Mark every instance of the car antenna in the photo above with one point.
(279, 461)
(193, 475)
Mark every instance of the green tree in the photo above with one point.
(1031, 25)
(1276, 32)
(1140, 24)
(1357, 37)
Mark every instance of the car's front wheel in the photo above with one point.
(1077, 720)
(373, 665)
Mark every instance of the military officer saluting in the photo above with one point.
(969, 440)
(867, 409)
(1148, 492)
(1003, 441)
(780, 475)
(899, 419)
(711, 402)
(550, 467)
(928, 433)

...

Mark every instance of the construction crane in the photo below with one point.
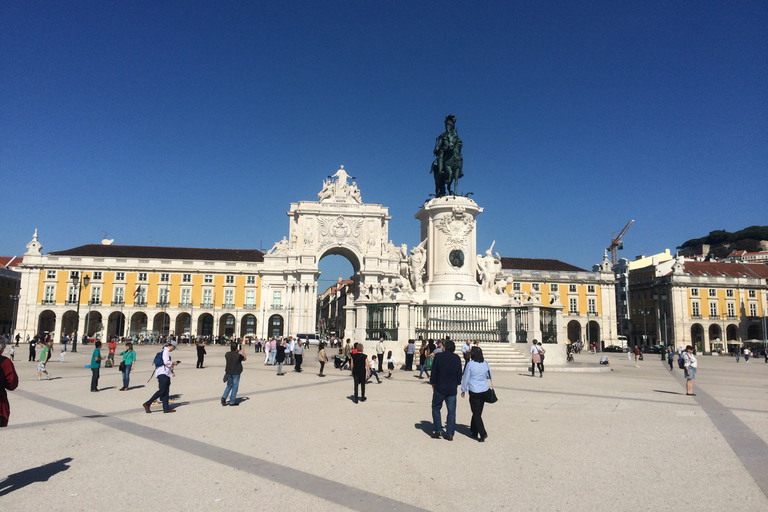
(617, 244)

- **WHAT THE EXERCISE ASKS**
List every line of the records above that contains the word "Mark".

- **CORRECT RESULT**
Mark every instance of the car antenna in the photo above with one point.
Mark every instance of the green tree in the photo above with one point.
Mark every instance of the car's front wheel in the photo above with one point.
Mark every instance of the military officer saluting in the photo above with one point.
Mark every instance of the construction crane in the photo below with one point.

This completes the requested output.